Set task » Pick out each line below that contains the word "water" and copy those lines.

##### Data to process #####

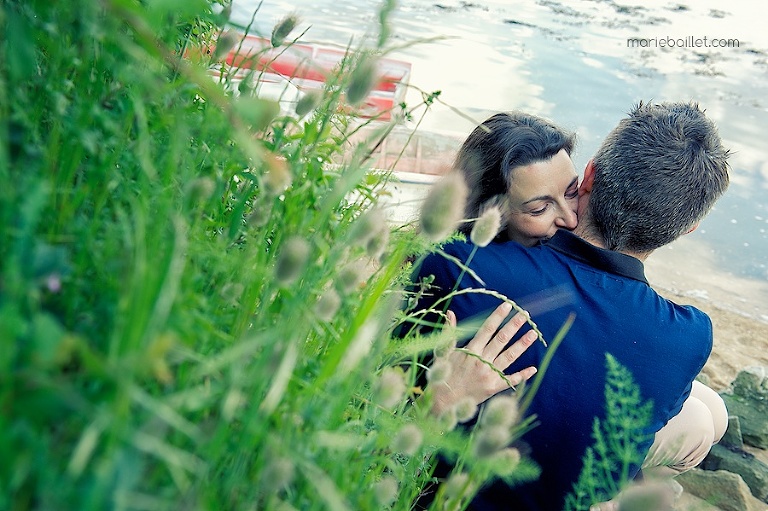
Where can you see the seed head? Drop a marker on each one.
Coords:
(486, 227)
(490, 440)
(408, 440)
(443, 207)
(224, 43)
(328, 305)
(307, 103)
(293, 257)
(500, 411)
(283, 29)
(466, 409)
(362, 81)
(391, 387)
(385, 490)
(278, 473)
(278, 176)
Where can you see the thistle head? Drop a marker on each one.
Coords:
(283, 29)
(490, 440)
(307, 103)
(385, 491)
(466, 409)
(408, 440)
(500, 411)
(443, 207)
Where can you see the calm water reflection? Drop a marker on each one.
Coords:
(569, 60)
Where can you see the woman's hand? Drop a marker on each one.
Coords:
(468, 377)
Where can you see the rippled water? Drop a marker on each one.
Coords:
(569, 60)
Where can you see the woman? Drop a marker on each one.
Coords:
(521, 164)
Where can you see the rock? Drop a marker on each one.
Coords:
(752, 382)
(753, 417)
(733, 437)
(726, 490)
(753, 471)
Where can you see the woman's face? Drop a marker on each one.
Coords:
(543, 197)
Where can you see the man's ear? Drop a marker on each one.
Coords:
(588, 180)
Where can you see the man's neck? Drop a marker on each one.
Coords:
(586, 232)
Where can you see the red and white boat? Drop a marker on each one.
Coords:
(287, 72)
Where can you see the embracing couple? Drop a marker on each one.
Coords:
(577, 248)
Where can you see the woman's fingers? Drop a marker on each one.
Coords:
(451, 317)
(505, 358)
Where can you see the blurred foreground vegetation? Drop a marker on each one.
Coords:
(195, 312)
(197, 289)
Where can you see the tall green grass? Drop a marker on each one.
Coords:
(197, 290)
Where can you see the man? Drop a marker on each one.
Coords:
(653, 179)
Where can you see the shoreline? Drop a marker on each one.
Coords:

#####
##### Data to process #####

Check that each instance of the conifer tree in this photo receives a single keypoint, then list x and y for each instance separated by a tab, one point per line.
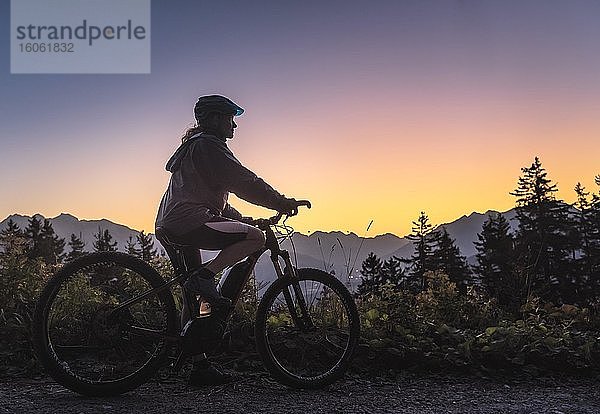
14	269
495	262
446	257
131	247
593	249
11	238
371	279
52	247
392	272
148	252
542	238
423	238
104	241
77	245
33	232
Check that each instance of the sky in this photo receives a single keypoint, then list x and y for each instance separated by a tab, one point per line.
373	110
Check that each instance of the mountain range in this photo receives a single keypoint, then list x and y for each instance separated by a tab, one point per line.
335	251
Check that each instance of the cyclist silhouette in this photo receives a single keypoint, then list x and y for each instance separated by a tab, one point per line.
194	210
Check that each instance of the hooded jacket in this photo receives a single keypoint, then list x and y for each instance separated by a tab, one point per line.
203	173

#####
##### Data to process #####

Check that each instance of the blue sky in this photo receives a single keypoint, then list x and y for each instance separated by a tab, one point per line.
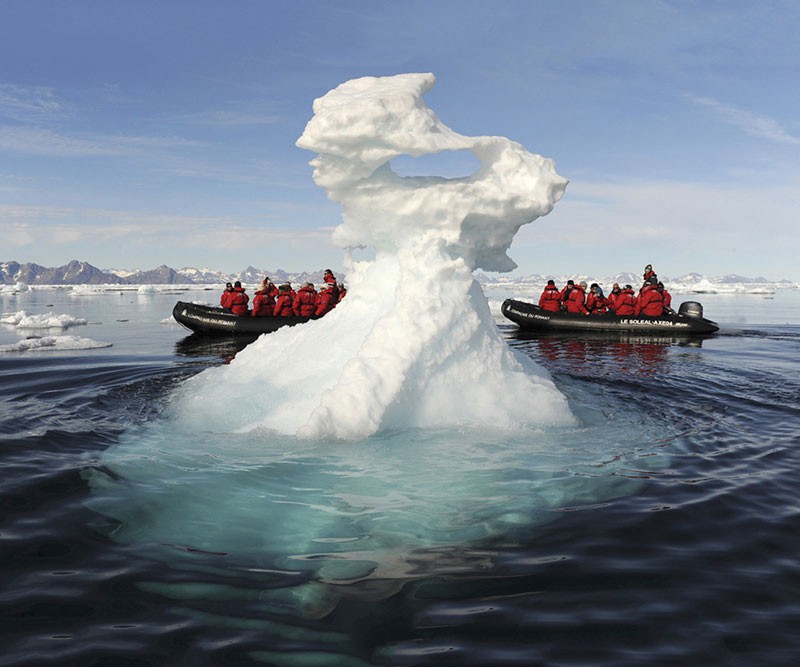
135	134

#####

Task result »
Where can you see the calm water reflection? Drop a marker on each one.
Where can you see the rippled water? Drop a marker on each one.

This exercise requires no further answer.